━━ Records provided
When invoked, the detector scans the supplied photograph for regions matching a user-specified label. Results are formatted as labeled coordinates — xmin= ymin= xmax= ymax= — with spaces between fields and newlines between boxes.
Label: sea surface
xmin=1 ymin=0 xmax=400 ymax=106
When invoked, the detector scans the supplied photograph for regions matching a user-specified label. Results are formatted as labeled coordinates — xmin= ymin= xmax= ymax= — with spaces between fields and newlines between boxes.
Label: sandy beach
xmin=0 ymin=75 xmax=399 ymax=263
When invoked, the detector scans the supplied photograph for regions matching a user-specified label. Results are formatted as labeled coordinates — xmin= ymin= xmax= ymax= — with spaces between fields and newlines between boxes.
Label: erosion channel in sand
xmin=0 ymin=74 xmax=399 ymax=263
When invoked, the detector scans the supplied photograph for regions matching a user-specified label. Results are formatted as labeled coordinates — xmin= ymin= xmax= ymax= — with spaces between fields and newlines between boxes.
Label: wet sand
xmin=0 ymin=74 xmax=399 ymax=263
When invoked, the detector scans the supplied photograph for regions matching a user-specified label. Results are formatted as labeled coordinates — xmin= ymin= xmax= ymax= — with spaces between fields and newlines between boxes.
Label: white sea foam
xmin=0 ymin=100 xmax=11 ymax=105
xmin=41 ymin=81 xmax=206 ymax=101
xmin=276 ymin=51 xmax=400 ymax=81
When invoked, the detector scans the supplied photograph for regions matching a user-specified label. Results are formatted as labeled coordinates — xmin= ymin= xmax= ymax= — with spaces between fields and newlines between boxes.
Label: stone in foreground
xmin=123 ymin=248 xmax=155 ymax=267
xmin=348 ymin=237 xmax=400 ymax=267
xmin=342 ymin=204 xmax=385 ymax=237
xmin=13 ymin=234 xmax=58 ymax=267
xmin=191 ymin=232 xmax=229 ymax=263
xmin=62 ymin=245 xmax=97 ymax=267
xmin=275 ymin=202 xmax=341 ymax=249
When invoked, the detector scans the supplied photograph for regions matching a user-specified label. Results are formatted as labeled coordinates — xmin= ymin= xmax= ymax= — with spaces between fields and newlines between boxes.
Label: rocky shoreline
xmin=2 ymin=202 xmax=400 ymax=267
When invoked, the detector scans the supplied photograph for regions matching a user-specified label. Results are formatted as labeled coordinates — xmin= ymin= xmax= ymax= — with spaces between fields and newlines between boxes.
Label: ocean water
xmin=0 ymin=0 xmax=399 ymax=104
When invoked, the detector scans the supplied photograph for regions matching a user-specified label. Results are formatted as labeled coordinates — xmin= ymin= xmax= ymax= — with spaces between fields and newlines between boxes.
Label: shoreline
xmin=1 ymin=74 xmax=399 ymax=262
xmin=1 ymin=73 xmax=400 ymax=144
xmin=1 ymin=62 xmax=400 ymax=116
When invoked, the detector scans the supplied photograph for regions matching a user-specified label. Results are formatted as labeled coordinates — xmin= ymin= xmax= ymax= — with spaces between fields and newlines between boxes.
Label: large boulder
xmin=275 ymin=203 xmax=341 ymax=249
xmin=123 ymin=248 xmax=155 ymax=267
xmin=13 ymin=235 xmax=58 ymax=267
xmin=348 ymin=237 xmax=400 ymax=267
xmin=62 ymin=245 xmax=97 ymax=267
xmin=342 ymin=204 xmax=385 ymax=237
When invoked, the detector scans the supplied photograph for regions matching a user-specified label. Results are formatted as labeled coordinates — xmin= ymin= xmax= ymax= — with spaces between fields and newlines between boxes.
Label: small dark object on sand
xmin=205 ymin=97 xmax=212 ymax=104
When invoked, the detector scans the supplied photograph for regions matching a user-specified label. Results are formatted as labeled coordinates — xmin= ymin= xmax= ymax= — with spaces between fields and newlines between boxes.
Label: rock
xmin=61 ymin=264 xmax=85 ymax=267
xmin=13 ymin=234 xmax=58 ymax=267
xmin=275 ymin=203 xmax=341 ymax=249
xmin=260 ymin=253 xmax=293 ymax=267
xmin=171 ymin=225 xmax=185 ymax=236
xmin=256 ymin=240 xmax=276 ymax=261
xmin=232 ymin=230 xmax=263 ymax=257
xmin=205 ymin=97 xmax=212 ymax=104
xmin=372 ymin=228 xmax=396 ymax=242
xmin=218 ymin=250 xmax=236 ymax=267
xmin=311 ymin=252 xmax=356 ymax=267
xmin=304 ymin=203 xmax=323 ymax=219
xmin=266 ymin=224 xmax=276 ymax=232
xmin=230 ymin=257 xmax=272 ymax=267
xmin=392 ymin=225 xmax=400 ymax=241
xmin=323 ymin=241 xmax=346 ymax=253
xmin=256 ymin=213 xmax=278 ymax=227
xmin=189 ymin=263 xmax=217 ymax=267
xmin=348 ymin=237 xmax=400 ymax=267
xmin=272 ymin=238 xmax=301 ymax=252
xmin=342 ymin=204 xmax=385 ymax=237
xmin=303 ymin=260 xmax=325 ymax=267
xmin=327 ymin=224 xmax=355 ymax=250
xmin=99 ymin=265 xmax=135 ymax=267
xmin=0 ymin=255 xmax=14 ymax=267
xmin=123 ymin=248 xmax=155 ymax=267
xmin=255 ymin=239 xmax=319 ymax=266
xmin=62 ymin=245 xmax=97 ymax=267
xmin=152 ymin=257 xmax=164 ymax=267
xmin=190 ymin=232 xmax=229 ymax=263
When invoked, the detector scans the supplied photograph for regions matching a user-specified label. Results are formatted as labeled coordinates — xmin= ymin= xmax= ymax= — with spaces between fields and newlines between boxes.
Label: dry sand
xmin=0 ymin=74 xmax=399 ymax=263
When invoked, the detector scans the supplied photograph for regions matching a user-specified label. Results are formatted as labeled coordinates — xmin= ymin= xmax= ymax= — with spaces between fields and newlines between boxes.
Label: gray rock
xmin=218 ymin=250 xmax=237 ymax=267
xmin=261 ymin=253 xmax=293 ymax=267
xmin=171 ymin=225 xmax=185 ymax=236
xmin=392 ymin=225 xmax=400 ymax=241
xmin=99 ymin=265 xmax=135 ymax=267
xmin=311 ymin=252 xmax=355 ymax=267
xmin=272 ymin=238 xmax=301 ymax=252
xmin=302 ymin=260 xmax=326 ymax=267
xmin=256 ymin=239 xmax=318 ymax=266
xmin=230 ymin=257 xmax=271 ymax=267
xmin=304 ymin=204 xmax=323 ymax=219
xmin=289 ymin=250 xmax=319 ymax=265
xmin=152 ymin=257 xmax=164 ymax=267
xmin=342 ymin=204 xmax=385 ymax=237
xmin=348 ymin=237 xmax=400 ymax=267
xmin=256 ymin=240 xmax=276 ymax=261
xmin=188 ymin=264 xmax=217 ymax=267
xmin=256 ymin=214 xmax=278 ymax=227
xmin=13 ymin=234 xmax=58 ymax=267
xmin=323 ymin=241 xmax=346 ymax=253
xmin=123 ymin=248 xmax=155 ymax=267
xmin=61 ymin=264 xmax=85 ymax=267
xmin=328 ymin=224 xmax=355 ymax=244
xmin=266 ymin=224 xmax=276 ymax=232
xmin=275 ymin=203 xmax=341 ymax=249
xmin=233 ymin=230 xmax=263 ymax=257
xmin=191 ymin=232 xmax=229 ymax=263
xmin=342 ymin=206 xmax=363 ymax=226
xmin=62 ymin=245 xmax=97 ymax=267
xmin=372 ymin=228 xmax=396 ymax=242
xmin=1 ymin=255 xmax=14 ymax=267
━━━━
Problem to work on >>
Each of the entries above needs to be given again exactly.

The completed task >>
When invoked, the detector scans the supplied photograph for regions matching a user-specified label. Results are formatted as labeled coordinates — xmin= ymin= xmax= ymax= — with spaces between fields and newlines between boxes.
Label: sea surface
xmin=1 ymin=0 xmax=400 ymax=106
When invoked, the detector scans the supplied photograph for regions matching a user-specified label. Results are formatted as labeled coordinates — xmin= ymin= xmax= ymax= — with spaces between fields and newlines between boxes.
Label: sandy beach
xmin=0 ymin=75 xmax=399 ymax=263
When invoked, the detector scans the supplied photograph for regions matching a user-specified label. Results are formatted as labeled coordinates — xmin= ymin= xmax= ymax= — with spaces between fields and newlines between boxes.
Label: erosion channel in sand
xmin=0 ymin=74 xmax=399 ymax=263
When invoked, the detector scans the supplied photograph for regions matching a user-specified label. Results are formatted as labeled coordinates — xmin= ymin= xmax= ymax= — with spaces between fields and newlines between boxes.
Label: wet sand
xmin=0 ymin=74 xmax=399 ymax=263
When invoked, the detector scans the supplied photograph for regions matching a user-specified label. Results are formatted as labeled coordinates — xmin= ymin= xmax= ymax= — with spaces between fields and newlines between boxes.
Label: white sea foam
xmin=0 ymin=100 xmax=11 ymax=105
xmin=41 ymin=81 xmax=206 ymax=101
xmin=276 ymin=51 xmax=400 ymax=81
When invoked, the detector scans the supplied photograph for regions matching a user-specified label. Results are formatted as labeled coordinates — xmin= ymin= xmax= ymax= — with spaces between fields and newlines between boxes.
Label: stone in foreground
xmin=123 ymin=248 xmax=155 ymax=267
xmin=348 ymin=237 xmax=400 ymax=267
xmin=342 ymin=204 xmax=385 ymax=237
xmin=13 ymin=234 xmax=58 ymax=267
xmin=191 ymin=232 xmax=229 ymax=263
xmin=62 ymin=245 xmax=97 ymax=267
xmin=275 ymin=202 xmax=341 ymax=249
When invoked, the detector scans the supplied photograph for regions matching a user-specified label. Results are formatted as labeled coordinates — xmin= ymin= xmax= ymax= — with spaces between fields and newlines between boxes.
Label: rocky shoreline
xmin=2 ymin=202 xmax=400 ymax=267
When invoked, the detector scans the supplied photograph for regions matching a user-specified label. Results are formatted as labeled coordinates — xmin= ymin= xmax= ymax= — with spaces between fields and newlines between boxes.
Label: ocean water
xmin=0 ymin=0 xmax=399 ymax=104
When invoked, the detector scans the supplied photograph for regions matching a user-specified label. Results are formatted as labeled coordinates — xmin= ymin= xmax= ymax= — with spaces between fields and newlines between boxes.
Label: shoreline
xmin=1 ymin=74 xmax=399 ymax=262
xmin=1 ymin=73 xmax=400 ymax=144
xmin=1 ymin=62 xmax=400 ymax=116
When invoked, the detector scans the supplied photograph for regions matching a user-specified label. Results are formatted as labeled coordinates — xmin= ymin= xmax= ymax= — with spaces between fields and newlines between boxes.
Label: large boulder
xmin=275 ymin=203 xmax=341 ymax=249
xmin=123 ymin=248 xmax=155 ymax=267
xmin=13 ymin=235 xmax=58 ymax=267
xmin=348 ymin=237 xmax=400 ymax=267
xmin=62 ymin=245 xmax=97 ymax=267
xmin=342 ymin=204 xmax=385 ymax=237
When invoked, the detector scans the supplied photograph for regions matching a user-specified label. Results are formatted as labeled coordinates — xmin= ymin= xmax= ymax= — with spaces between fields and newlines between boxes.
Label: small dark object on sand
xmin=205 ymin=97 xmax=212 ymax=104
When invoked, the detector scans the supplied photograph for regions matching a user-specified label. Results are formatted as labeled coordinates — xmin= ymin= xmax= ymax= — with spaces between fields and newlines between boxes.
Label: rock
xmin=61 ymin=264 xmax=85 ymax=267
xmin=13 ymin=234 xmax=58 ymax=267
xmin=275 ymin=203 xmax=341 ymax=249
xmin=260 ymin=253 xmax=293 ymax=267
xmin=171 ymin=225 xmax=185 ymax=236
xmin=256 ymin=240 xmax=276 ymax=261
xmin=232 ymin=230 xmax=263 ymax=257
xmin=205 ymin=97 xmax=212 ymax=104
xmin=372 ymin=228 xmax=396 ymax=242
xmin=218 ymin=250 xmax=236 ymax=267
xmin=311 ymin=252 xmax=356 ymax=267
xmin=304 ymin=203 xmax=323 ymax=219
xmin=266 ymin=224 xmax=276 ymax=232
xmin=230 ymin=257 xmax=272 ymax=267
xmin=392 ymin=225 xmax=400 ymax=241
xmin=323 ymin=241 xmax=346 ymax=253
xmin=256 ymin=213 xmax=278 ymax=227
xmin=189 ymin=263 xmax=217 ymax=267
xmin=348 ymin=237 xmax=400 ymax=267
xmin=272 ymin=238 xmax=301 ymax=252
xmin=342 ymin=204 xmax=385 ymax=237
xmin=303 ymin=260 xmax=325 ymax=267
xmin=327 ymin=224 xmax=355 ymax=250
xmin=99 ymin=265 xmax=135 ymax=267
xmin=0 ymin=255 xmax=14 ymax=267
xmin=123 ymin=248 xmax=155 ymax=267
xmin=255 ymin=239 xmax=319 ymax=266
xmin=62 ymin=245 xmax=97 ymax=267
xmin=152 ymin=257 xmax=164 ymax=267
xmin=190 ymin=232 xmax=229 ymax=263
When invoked, the detector scans the supplied photograph for regions matching a user-specified label. Results are formatted as labeled coordinates — xmin= ymin= xmax= ymax= — with spaces between fields and newlines between boxes.
Label: dry sand
xmin=0 ymin=74 xmax=399 ymax=263
When invoked, the detector scans the supplied photograph for regions matching a user-specified label. Results are formatted as labeled coordinates — xmin= ymin= xmax= ymax= — with spaces between fields and newlines between boxes.
Label: gray rock
xmin=218 ymin=250 xmax=237 ymax=267
xmin=261 ymin=253 xmax=293 ymax=267
xmin=171 ymin=225 xmax=185 ymax=236
xmin=392 ymin=225 xmax=400 ymax=241
xmin=99 ymin=265 xmax=135 ymax=267
xmin=311 ymin=252 xmax=355 ymax=267
xmin=272 ymin=238 xmax=301 ymax=252
xmin=302 ymin=260 xmax=326 ymax=267
xmin=256 ymin=239 xmax=318 ymax=266
xmin=230 ymin=257 xmax=271 ymax=267
xmin=304 ymin=204 xmax=323 ymax=219
xmin=289 ymin=250 xmax=319 ymax=265
xmin=152 ymin=257 xmax=164 ymax=267
xmin=342 ymin=204 xmax=385 ymax=237
xmin=348 ymin=237 xmax=400 ymax=267
xmin=256 ymin=240 xmax=276 ymax=261
xmin=188 ymin=264 xmax=217 ymax=267
xmin=256 ymin=214 xmax=278 ymax=227
xmin=13 ymin=234 xmax=58 ymax=267
xmin=323 ymin=241 xmax=346 ymax=253
xmin=123 ymin=248 xmax=155 ymax=267
xmin=61 ymin=264 xmax=85 ymax=267
xmin=328 ymin=224 xmax=355 ymax=244
xmin=266 ymin=224 xmax=276 ymax=232
xmin=275 ymin=203 xmax=341 ymax=249
xmin=233 ymin=230 xmax=263 ymax=257
xmin=191 ymin=232 xmax=229 ymax=263
xmin=342 ymin=206 xmax=363 ymax=226
xmin=62 ymin=245 xmax=97 ymax=267
xmin=372 ymin=228 xmax=396 ymax=242
xmin=1 ymin=255 xmax=14 ymax=267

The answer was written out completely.